— begin Supplied information —

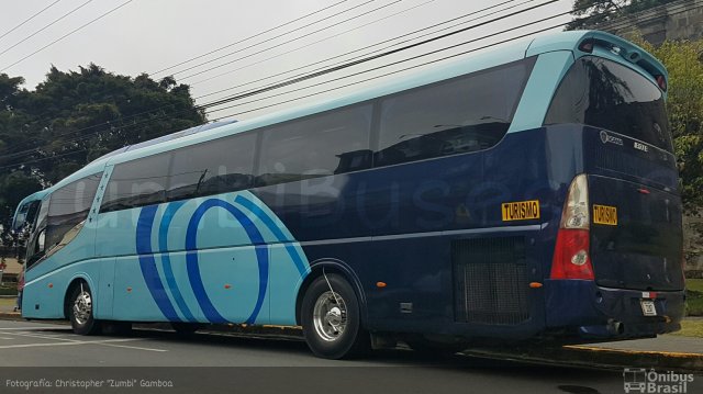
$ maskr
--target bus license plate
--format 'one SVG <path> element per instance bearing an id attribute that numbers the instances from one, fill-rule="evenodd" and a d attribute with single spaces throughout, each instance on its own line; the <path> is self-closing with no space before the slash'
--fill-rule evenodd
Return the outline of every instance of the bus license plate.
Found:
<path id="1" fill-rule="evenodd" d="M 640 300 L 639 304 L 641 305 L 641 313 L 645 316 L 657 316 L 657 308 L 655 307 L 655 302 L 651 300 Z"/>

— end Supplied information —

• Request
Reproduce the lines of the data word for word, leaving out the pictures.

• Solution to this problem
$ maskr
--target bus license plate
--format 'one SVG <path> element per instance bearing an id attribute that numbers the instances from one, fill-rule="evenodd" and a d attribute with single spaces throughout, each instance on its own line; the <path> is self-closing with no space before the slash'
--fill-rule evenodd
Return the outline of every instance of the bus license plate.
Found:
<path id="1" fill-rule="evenodd" d="M 640 300 L 639 304 L 641 305 L 641 313 L 645 316 L 657 316 L 657 308 L 655 307 L 655 302 L 651 300 Z"/>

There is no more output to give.